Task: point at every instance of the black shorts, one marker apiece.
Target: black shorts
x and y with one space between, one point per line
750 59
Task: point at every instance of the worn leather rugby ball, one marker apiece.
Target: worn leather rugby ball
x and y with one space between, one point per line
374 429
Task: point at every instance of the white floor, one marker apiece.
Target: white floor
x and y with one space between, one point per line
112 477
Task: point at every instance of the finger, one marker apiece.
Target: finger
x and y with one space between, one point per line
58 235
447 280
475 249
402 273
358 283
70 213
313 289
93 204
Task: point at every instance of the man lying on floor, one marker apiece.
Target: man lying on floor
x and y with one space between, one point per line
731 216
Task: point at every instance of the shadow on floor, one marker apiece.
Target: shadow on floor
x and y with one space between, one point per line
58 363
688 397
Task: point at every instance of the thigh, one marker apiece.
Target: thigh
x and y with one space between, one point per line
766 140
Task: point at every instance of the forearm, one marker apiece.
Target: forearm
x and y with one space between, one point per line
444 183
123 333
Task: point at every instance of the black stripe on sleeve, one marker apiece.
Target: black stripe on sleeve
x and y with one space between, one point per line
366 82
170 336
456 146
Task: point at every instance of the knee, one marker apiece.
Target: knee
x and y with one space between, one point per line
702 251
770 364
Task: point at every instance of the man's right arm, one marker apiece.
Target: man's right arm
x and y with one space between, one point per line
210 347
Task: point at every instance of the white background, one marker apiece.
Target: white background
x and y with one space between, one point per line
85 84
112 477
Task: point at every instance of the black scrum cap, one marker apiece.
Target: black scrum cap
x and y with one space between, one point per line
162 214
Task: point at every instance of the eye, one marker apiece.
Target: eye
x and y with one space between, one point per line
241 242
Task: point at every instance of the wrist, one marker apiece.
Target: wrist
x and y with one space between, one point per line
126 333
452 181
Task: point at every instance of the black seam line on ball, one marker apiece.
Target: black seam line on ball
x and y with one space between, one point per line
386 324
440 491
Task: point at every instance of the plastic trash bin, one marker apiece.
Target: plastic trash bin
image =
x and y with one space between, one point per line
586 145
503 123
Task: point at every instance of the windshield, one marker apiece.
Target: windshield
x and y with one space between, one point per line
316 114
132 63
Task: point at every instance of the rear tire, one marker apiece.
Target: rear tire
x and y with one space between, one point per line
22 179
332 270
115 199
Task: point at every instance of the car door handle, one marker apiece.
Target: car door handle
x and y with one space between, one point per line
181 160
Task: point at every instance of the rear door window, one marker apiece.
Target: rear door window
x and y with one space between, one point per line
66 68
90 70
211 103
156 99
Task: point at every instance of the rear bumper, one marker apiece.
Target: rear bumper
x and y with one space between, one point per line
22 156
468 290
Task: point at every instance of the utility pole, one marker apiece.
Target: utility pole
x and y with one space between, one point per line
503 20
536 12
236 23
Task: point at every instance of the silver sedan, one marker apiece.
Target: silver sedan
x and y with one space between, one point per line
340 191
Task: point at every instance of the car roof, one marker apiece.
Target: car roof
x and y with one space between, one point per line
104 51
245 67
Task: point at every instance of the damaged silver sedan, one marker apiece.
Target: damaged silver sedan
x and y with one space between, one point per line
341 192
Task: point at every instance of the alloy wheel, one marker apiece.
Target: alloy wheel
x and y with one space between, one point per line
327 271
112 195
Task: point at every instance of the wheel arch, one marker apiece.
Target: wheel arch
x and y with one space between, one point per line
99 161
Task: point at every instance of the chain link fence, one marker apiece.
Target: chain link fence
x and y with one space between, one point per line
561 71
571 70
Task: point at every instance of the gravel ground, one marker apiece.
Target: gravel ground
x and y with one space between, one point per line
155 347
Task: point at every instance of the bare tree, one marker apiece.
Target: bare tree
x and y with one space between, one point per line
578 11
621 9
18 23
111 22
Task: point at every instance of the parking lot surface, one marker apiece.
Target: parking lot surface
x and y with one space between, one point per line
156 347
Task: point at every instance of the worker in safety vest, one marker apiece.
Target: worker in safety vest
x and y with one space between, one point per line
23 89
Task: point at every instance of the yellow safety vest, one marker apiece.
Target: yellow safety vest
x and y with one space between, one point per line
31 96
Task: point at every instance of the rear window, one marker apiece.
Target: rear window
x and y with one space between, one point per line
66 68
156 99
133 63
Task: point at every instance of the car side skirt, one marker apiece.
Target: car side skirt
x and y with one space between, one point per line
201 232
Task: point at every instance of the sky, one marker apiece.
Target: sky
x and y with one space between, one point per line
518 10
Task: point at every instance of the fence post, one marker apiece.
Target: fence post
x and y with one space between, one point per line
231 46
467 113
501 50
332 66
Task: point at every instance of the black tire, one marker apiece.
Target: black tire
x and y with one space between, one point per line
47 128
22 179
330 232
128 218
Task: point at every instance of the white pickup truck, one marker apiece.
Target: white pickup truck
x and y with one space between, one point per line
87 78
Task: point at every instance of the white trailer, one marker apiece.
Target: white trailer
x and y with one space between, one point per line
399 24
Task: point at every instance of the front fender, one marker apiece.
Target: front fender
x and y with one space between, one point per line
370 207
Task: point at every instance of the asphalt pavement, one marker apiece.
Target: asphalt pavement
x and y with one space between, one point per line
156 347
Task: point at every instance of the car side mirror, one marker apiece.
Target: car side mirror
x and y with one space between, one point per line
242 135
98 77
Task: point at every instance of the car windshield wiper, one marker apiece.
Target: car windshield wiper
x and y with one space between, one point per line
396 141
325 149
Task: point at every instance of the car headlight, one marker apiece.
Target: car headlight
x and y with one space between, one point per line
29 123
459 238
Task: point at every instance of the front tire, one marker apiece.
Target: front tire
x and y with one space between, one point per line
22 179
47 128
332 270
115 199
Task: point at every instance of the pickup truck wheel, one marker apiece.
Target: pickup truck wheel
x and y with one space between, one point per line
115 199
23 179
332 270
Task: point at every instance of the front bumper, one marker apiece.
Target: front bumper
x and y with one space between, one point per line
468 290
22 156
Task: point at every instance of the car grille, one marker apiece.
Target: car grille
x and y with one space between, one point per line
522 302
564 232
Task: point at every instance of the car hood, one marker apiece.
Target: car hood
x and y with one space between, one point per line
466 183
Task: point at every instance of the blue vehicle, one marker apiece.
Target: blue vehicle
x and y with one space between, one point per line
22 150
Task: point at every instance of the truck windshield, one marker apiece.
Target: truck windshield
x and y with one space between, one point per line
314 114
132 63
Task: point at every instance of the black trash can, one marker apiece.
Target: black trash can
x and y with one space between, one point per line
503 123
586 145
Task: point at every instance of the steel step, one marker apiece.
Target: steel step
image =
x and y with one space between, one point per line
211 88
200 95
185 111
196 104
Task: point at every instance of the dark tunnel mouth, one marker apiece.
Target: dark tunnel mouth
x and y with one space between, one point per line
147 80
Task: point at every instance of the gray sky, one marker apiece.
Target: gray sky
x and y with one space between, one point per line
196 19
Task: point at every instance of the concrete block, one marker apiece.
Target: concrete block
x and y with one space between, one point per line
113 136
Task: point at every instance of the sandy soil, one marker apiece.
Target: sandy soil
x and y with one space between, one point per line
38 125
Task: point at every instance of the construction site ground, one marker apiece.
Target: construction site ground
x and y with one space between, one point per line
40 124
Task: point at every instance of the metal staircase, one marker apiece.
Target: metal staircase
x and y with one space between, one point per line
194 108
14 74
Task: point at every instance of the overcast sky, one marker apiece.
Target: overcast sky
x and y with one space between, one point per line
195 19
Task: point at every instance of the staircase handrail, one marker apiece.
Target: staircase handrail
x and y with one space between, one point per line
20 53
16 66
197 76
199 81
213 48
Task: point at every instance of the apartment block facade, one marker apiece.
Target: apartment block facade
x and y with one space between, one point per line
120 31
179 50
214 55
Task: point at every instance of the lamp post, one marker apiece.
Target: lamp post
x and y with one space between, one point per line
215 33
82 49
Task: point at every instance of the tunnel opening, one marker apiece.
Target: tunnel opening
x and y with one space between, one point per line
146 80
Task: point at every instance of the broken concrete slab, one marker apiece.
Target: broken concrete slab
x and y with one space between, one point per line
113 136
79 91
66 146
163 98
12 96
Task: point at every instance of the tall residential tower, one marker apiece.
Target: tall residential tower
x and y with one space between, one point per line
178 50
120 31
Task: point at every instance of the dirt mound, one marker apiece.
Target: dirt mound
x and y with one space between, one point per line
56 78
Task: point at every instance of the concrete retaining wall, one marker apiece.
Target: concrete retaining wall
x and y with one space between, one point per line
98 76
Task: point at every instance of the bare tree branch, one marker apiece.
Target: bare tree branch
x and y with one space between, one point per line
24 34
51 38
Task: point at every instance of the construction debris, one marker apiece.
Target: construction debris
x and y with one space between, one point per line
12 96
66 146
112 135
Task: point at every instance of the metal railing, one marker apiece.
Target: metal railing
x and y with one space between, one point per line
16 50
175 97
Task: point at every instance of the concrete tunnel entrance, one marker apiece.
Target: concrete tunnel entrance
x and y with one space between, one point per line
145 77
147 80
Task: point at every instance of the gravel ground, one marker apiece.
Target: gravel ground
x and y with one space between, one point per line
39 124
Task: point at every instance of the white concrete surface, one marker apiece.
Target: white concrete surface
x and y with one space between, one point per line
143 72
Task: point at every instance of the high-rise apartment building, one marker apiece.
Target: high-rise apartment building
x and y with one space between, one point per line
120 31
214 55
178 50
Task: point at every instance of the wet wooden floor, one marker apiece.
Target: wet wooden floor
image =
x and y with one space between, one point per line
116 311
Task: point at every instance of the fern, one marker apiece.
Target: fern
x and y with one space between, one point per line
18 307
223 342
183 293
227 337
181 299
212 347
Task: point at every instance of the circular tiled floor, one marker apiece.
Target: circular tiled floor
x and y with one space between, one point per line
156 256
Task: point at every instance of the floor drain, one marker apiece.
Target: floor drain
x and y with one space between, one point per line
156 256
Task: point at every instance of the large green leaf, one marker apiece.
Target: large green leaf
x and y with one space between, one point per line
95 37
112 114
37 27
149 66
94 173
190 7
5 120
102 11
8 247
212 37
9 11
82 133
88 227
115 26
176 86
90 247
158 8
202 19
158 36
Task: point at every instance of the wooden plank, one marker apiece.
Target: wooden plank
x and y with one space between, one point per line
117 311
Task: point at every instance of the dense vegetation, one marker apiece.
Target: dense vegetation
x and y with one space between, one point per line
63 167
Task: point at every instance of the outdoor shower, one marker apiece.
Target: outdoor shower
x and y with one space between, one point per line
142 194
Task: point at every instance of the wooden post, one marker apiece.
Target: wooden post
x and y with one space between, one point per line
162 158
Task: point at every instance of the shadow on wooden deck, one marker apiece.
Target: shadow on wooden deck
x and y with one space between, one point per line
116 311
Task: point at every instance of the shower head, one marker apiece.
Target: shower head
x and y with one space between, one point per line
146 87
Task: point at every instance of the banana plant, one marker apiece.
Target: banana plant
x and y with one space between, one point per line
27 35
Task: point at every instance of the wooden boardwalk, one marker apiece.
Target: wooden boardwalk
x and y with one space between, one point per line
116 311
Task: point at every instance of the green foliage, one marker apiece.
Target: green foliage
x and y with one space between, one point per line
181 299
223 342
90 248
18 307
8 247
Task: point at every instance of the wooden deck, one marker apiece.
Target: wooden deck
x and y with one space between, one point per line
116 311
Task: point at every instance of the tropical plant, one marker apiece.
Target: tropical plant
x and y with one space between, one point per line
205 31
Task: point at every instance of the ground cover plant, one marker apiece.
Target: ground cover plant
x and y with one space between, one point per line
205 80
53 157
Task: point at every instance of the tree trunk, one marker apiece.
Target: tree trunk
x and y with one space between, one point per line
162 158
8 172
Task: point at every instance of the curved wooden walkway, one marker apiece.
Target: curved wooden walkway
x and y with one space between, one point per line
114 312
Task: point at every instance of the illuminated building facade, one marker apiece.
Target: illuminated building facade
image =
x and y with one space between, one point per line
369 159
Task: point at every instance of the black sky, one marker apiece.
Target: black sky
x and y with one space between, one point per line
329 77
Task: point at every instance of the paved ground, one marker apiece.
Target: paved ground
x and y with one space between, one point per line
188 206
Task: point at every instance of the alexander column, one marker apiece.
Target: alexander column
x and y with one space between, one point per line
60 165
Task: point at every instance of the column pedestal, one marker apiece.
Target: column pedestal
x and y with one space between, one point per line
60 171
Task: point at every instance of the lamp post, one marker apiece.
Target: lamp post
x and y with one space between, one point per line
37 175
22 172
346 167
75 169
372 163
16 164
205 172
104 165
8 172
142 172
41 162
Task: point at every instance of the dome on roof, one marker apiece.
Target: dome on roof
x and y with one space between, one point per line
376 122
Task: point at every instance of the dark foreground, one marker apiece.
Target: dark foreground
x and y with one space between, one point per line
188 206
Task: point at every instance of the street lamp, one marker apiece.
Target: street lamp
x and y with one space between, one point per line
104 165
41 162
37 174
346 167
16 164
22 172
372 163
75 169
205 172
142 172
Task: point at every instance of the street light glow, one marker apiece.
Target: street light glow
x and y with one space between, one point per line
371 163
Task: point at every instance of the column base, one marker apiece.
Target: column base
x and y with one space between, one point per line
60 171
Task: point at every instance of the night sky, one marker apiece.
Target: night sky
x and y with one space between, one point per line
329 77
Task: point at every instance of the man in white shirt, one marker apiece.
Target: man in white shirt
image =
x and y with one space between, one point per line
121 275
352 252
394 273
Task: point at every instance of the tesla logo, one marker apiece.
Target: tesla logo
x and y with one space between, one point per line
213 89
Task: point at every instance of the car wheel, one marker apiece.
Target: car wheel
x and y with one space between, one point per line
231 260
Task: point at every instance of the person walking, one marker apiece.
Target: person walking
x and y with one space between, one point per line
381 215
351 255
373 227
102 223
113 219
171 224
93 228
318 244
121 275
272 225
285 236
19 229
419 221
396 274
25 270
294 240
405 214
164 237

*EXERCISE TASK:*
Could you echo the records verbatim, starting at the line that contains "Task: point at every instance of the street lamp, one" and ending at the last line of the records, with both ends included?

*OUTPUT FOR THIS TASK:*
Task: point at every instance of the street lamp, one marker apiece.
Target: street lamp
x and y with one space between, one point per line
104 165
41 162
37 174
346 167
16 164
22 172
372 163
75 169
205 172
142 172
Task: point at every instance of the street light glow, one marker apiece.
Target: street light glow
x and y with one space between, one point per line
371 163
Task: point at every instance of the column base, one marker apiece.
Target: column base
x and y with one space between, one point per line
60 171
Task: point at every instance of the night sky, one marker apiece.
Target: night sky
x and y with one space between, one point per line
329 77
Task: point at every instance of the man in white shirt, one marker apiece.
Target: man in white shirt
image =
x and y with one space between, one point per line
121 275
352 252
394 273
Task: point at every instance of the tesla logo, one marker apiece.
Target: tesla logo
x and y with one space between, one point per line
213 89
Task: point at every instance of the car wheel, one marker apiece.
Target: car wheel
x and y with one space between, one point per line
231 260
Task: point at every instance of the person walking, one marker apiece.
Target: person walking
x and y with one space between, one point per line
381 215
351 255
373 227
102 223
113 219
171 224
93 228
318 244
121 275
272 225
285 236
19 229
419 221
396 274
25 270
294 240
405 214
164 237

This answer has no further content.